Work to complete:
In the passage on modeling respiratory muscle action below, reproduce the text word for word, starting at "The next advance" and ending at "rib cage remained.".

═══ Page extract ═══

The Campbell diagram did not allow work to be partitioned among individual respiratory muscle groups. Duomarco and Rimini provided a framework by which this problem could be approached (16). Their analysis gave remarkable insight into respiratory muscle action simply by measuring abdominal pressure and displacement. They modeled the abdomen as a liquid-filled sac with a hydrostatic gradient (although nonhydrostatic gradients occur [17]). They pointed out that if one breathed with the diaphragm alone, abdominal pressure rose during inspiration and the abdomen moved outward; if one breathed with inspiratory rib cage muscles, abdominal pressure fell and the abdomen moved inward during inspiration; a breath taken by abdominal muscles started with an expiration that increased abdominal pressure accompanied by inward abdominal displacement, followed by a fall in abdominal pressure with outward abdominal displacement during inspiration. These contributions provided the basis for analyzing actions of specific respiratory muscle groups, but more modeling was needed.

The next advance came from Konno and Mead (18), who modeled the rib cage and abdomen as two compartments in such a way that the motion of a single point on each compartment served as a quantitative measure of its volume change. Because abdominal pressure drove the relaxed abdominal wall, Konno and Mead constructed relaxation pressure–volume curves of the abdomen, and so were able to quantify pressures developed by abdominal muscles from dynamic abdominal pressure–volume loops (19). Agostoni and Rahn had already measured transdiaphragmatic pressure as the pressure difference across the diaphragm measured with esophageal and gastric balloons (20). The problem of quantifying the agencies acting on the rib cage remained.

Goldman and Mead had shown that abdominal pressure was an important agency driving the relaxed rib cage (21). As a result, Mead recognized the importance of the area of apposition of the diaphragm to the inner surface of the rib cage (22) through which abdominal pressure was transmitted to act on the rib cage. The forces developed by the diaphragm fibers attached at the costal margin also acted on the rib cage. This force was modeled by Loring and Mead (23) as a fraction of the total transdiaphragmatic pressure (the insertional component). The parallel and serial arrangements of the costal and crural parts of the diaphragm, the abdominal muscles, and the nondiaphragmatic inspiratory muscles were defined (24). Finally, Ward and coworkers developed a two-compartment rib cage model that allowed quantification of rib cage muscle action (25). Thus the pressures developed by the diaphragm, abdominal muscles, and both inspiratory and expiratory rib cage muscles could now be measured. Shortening, and shortening velocities, could be estimated by motions of compartments they displaced. Thus pressures, relative velocities of shortening, and power are now known for each of the major respiratory muscle groups during quiet breathing and exercise (26).

═══ Records shown ═══

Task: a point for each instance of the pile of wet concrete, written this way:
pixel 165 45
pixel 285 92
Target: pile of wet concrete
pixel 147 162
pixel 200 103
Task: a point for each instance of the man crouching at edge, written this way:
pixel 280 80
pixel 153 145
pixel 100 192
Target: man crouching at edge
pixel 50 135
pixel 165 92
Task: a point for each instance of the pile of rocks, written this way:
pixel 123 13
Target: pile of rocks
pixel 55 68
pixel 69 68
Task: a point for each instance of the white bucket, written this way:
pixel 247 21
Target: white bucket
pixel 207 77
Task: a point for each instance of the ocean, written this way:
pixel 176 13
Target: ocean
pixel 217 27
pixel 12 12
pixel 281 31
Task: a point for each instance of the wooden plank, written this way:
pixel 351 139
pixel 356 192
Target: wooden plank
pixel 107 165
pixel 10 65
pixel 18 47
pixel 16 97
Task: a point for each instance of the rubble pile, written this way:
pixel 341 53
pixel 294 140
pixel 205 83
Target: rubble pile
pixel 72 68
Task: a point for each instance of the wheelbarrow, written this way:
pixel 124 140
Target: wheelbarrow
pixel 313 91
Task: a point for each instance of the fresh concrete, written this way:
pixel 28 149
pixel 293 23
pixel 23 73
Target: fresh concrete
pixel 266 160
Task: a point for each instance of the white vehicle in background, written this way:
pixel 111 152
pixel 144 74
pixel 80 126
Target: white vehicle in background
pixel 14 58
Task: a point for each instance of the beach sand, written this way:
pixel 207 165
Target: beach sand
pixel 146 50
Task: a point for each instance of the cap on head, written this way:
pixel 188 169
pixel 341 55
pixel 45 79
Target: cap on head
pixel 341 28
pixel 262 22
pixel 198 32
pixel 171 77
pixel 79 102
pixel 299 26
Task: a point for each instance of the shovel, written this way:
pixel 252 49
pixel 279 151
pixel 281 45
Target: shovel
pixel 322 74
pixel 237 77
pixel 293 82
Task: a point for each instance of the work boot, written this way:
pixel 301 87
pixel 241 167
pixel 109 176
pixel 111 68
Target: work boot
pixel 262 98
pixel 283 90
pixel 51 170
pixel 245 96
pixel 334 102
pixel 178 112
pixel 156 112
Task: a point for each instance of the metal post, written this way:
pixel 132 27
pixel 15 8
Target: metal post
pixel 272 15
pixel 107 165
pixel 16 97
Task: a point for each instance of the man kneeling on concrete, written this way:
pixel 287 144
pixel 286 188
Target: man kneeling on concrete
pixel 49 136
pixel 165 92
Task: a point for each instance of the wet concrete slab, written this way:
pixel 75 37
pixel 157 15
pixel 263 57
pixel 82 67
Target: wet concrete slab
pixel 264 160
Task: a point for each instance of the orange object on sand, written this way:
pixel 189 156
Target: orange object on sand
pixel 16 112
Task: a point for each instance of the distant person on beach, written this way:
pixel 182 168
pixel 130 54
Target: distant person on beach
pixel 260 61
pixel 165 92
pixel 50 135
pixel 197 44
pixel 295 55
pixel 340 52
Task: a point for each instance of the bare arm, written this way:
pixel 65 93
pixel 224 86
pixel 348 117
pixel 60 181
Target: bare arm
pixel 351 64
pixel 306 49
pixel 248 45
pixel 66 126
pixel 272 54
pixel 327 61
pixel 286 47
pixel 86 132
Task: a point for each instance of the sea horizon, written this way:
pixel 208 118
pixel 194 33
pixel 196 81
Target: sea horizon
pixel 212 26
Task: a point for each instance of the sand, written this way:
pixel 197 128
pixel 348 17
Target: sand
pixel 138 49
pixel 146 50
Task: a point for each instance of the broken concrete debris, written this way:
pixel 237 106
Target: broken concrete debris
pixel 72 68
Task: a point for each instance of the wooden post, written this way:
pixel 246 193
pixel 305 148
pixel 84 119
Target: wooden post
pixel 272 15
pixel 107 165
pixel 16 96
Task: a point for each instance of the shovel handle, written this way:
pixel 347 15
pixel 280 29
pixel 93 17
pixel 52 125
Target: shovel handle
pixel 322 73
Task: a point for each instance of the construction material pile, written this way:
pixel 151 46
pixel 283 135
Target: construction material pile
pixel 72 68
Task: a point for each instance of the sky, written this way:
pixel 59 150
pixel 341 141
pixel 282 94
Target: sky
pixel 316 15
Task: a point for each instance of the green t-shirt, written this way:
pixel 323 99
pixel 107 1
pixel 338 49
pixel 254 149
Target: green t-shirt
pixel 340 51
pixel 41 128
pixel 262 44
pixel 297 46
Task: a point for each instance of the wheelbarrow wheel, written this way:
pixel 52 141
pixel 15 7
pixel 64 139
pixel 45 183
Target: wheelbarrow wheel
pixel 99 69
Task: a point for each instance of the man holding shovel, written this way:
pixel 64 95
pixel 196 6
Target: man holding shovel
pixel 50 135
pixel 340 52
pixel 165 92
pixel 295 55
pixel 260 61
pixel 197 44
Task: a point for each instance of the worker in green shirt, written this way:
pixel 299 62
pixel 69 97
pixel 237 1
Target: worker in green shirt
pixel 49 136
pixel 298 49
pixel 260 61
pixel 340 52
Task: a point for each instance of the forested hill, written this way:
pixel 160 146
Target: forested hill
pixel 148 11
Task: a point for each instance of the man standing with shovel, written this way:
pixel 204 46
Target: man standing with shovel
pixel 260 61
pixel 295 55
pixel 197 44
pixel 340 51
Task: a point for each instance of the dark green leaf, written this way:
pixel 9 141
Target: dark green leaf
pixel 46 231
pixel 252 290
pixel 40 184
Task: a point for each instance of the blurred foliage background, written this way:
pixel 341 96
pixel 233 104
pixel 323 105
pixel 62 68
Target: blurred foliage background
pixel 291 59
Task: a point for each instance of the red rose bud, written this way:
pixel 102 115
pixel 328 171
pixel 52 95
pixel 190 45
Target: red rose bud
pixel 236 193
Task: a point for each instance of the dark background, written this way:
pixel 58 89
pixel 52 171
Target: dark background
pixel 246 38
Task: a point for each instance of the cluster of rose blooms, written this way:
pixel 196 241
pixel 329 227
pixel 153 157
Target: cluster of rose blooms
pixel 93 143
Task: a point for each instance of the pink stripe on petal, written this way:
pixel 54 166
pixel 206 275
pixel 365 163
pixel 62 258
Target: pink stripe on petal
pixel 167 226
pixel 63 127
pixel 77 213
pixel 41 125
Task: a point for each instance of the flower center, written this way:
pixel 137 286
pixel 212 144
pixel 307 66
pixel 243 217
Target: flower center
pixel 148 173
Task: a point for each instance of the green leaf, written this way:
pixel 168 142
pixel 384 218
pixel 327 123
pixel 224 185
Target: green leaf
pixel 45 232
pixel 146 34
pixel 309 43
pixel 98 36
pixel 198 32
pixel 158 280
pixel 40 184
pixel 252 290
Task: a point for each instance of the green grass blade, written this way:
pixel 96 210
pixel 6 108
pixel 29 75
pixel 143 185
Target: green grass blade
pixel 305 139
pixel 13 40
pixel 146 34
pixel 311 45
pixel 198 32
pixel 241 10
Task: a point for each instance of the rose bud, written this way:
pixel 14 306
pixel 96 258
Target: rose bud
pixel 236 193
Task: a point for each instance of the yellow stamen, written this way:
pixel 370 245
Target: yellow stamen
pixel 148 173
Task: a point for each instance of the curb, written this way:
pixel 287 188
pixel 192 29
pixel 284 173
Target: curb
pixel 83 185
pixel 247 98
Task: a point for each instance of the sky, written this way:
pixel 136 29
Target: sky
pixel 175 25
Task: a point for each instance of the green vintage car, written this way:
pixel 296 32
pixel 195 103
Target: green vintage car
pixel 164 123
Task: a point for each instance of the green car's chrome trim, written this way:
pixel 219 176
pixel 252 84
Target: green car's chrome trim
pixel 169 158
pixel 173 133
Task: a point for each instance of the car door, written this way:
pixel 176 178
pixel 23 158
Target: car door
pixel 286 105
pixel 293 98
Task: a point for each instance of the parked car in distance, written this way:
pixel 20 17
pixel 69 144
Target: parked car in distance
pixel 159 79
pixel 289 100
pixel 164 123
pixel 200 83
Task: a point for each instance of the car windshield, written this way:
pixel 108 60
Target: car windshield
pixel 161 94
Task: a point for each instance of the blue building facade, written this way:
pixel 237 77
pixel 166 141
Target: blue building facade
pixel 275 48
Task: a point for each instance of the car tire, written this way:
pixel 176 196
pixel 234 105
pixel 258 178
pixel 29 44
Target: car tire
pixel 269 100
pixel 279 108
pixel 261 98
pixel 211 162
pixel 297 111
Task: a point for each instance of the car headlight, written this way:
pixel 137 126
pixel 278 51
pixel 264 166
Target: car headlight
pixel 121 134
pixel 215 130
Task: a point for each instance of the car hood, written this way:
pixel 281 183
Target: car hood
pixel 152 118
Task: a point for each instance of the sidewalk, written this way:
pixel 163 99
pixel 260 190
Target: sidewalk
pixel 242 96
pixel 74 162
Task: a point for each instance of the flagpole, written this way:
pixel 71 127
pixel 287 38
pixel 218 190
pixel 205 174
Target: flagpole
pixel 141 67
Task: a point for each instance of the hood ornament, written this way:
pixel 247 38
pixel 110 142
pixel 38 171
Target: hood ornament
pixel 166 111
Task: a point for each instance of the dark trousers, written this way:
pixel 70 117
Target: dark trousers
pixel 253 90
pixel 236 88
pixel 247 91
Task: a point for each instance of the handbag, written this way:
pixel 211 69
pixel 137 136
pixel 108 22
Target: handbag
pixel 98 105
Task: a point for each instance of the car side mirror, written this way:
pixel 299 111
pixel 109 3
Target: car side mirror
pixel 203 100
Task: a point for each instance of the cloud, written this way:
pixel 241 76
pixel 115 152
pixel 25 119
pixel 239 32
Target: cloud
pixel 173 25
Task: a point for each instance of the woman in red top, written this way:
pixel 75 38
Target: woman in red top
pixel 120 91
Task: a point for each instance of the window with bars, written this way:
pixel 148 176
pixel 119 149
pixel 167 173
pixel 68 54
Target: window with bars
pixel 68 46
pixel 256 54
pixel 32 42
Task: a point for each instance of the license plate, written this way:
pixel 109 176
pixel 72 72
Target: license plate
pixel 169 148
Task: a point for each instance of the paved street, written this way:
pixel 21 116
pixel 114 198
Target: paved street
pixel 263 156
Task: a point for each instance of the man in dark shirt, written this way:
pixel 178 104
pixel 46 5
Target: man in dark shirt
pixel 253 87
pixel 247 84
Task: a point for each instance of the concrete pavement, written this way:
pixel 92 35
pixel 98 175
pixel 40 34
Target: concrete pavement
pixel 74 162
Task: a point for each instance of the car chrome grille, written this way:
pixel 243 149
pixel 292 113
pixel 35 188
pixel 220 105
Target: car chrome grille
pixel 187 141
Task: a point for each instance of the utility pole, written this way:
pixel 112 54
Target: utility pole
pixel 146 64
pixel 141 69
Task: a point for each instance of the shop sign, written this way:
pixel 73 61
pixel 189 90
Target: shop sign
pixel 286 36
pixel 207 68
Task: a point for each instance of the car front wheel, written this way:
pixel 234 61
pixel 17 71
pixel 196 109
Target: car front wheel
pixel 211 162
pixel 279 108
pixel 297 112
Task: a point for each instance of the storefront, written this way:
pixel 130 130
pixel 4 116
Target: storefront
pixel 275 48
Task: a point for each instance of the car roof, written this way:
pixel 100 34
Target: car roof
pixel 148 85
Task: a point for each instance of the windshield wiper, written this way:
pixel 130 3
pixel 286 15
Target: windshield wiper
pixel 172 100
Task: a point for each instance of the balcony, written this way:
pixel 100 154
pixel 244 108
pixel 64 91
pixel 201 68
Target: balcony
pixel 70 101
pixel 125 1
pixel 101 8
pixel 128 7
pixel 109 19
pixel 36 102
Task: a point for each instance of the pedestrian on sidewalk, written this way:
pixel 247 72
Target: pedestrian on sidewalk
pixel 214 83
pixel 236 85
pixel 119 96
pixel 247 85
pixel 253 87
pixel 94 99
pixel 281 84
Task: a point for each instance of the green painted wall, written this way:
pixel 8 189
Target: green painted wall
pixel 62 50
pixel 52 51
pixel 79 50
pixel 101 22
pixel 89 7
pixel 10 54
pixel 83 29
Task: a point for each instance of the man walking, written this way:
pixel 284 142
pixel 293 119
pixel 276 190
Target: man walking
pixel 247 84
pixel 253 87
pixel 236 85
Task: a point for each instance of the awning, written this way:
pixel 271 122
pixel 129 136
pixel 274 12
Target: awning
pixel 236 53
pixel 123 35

═══
═══ Records shown ═══

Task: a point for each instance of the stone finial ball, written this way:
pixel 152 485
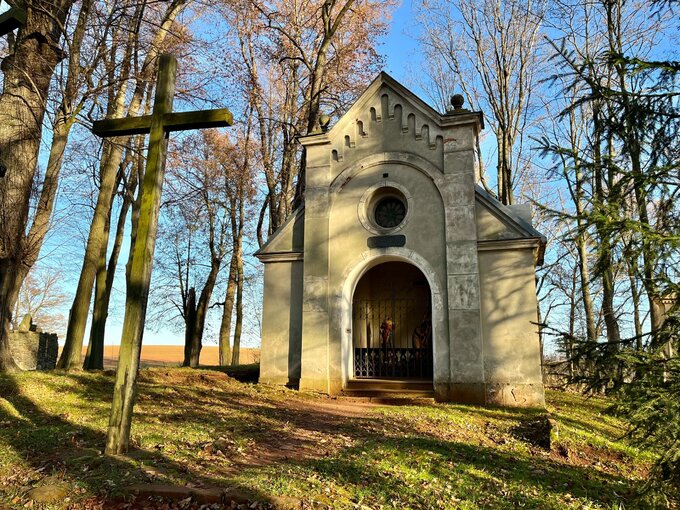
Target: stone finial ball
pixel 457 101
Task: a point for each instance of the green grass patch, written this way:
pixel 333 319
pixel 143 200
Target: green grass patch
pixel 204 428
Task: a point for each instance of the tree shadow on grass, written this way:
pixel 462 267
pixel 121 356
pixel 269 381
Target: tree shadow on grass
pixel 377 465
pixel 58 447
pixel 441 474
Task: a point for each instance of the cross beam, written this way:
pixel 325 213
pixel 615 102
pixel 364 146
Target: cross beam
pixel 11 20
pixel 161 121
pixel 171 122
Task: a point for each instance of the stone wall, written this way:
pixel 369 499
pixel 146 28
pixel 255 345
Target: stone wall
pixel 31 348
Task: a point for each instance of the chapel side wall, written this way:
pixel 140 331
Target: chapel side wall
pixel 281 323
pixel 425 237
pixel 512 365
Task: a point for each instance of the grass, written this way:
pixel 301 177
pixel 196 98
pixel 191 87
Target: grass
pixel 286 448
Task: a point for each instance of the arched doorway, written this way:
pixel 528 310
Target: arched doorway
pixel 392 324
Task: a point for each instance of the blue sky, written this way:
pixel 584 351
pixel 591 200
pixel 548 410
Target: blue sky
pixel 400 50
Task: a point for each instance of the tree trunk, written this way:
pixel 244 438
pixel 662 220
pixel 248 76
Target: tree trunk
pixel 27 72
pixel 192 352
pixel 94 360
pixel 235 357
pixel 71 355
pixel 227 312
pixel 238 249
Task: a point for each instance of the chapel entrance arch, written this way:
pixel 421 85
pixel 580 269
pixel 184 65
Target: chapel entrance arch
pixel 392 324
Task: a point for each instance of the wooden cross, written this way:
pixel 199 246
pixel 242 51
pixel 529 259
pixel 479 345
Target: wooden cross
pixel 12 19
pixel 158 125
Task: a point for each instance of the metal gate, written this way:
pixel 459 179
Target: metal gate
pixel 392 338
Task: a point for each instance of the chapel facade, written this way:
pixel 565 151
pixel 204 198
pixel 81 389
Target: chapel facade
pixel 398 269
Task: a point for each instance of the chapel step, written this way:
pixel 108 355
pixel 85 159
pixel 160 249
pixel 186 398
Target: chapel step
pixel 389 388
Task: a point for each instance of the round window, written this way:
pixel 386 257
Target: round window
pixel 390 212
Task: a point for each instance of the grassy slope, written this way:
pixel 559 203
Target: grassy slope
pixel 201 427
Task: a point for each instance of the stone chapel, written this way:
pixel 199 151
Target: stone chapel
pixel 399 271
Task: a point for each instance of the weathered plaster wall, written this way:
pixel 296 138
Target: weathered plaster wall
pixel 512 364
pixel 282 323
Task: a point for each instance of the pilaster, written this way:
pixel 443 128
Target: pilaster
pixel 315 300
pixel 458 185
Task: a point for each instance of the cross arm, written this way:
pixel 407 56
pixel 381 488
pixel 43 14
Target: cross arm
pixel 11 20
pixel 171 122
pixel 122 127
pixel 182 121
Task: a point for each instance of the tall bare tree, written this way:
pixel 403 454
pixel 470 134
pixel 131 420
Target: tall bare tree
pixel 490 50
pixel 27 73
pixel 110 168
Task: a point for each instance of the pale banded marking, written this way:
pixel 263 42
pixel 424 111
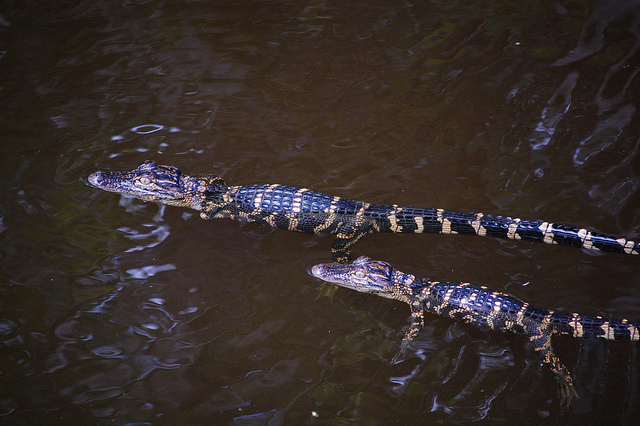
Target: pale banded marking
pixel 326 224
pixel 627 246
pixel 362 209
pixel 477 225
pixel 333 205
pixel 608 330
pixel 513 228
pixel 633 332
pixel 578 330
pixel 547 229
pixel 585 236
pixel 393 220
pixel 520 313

═══

Result:
The next advance came from Konno and Mead (18), who modeled the rib cage and abdomen as two compartments in such a way that the motion of a single point on each compartment served as a quantitative measure of its volume change. Because abdominal pressure drove the relaxed abdominal wall, Konno and Mead constructed relaxation pressure–volume curves of the abdomen, and so were able to quantify pressures developed by abdominal muscles from dynamic abdominal pressure–volume loops (19). Agostoni and Rahn had already measured transdiaphragmatic pressure as the pressure difference across the diaphragm measured with esophageal and gastric balloons (20). The problem of quantifying the agencies acting on the rib cage remained.